→ **Document section**:

Pope Benedict thanks the pro-life movement and confirms the personhood of the human embryo

Pope Benedict, in his homily at Saturday night's vigil for all nascent human life, said [my emphases in bold]:
"Dear brothers and sisters, our coming together this evening to begin the Advent journey is enriched by another important reason: with the entire Church, we want to solemnly celebrate a prayer vigil for unborn life. I wish to express my thanks to all who have taken up this invitation and those who are specifically dedicated to welcoming and safeguarding human life in different situations of fragility, especially in its early days and in its early stages."

[T]here is no reason not to consider [the human embryo] a person from conception.”

"I urge the protagonists of politics, economic and social communications to do everything in their power to promote a culture which respects human life, to provide favorable conditions and support networks for the reception and development of life."
Pope Benedict echoed his vigil homily this morning in his address to the bishops of the Philippines on their ad limina visit. In a clear reference to the Reproductive Health bill which the bishops are fighting, Pope Benedict said [my emphases in bold]:
"Thanks to the Gospel's clear presentation of the truth about God and man, generations of zealous Filipino clergymen, religious and laity have promoted an ever more just social order. At times, this task of proclamation touches upon issues relevant to the political sphere. This is not surprising, since the political community and the Church, while rightly distinct, are nevertheless both at the service of the integral development of every human being and of society as a whole".

→ **Extracted information**:
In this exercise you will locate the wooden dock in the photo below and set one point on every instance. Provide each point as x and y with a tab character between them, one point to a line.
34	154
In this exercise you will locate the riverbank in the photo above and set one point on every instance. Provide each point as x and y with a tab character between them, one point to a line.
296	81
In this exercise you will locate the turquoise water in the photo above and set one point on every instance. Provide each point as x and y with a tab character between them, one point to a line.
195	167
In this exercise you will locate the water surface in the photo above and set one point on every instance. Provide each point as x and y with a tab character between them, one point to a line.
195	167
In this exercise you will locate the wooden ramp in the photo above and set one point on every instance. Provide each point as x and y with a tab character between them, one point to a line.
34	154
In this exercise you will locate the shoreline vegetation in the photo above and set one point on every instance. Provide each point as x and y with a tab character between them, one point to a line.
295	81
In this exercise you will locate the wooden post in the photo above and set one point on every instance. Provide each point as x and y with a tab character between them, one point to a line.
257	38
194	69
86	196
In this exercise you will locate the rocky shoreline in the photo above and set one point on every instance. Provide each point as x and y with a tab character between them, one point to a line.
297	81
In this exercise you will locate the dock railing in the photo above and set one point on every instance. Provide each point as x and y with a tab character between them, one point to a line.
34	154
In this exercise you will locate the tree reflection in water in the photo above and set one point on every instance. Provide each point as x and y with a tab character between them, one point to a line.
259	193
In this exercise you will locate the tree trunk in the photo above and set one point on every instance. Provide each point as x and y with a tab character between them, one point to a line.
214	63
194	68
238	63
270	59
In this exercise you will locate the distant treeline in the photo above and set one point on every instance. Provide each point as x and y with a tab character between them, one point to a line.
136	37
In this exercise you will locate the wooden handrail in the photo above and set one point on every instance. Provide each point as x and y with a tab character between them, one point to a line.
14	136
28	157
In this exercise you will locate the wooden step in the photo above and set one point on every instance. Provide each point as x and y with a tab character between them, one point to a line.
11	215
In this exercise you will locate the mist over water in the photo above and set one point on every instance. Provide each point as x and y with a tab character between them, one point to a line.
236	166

→ **What you need to do**:
(1) In the piece on Pope Benedict and the pro-life movement, who did the Pope address this morning on their ad limina visit?
(2) Write what comes next in the piece on Pope Benedict and the pro-life movement, starting after its last sentence.

→ **Your written answers**:
(1) The bishops of the Philippines.

(2)
"At the same time, the Church's prophetic office demands that she be free 'to preach the faith, to teach her social doctrine ... and also to pass moral judgments in those matters which regard public order whenever the fundamental human rights of a person or the salvation of souls requires it'. In the light of this prophetic task, I commend the Church in the Philippines for seeking to play its part in support of human life from conception until natural death, and in defence of the integrity of marriage and the family. In these areas you are promoting truths about the human person and about society which arise not only from divine revelation but also from natural law, an order which is accessible to human reason and thus provides a basis for dialogue and deeper discernment on the part of all people of good will.”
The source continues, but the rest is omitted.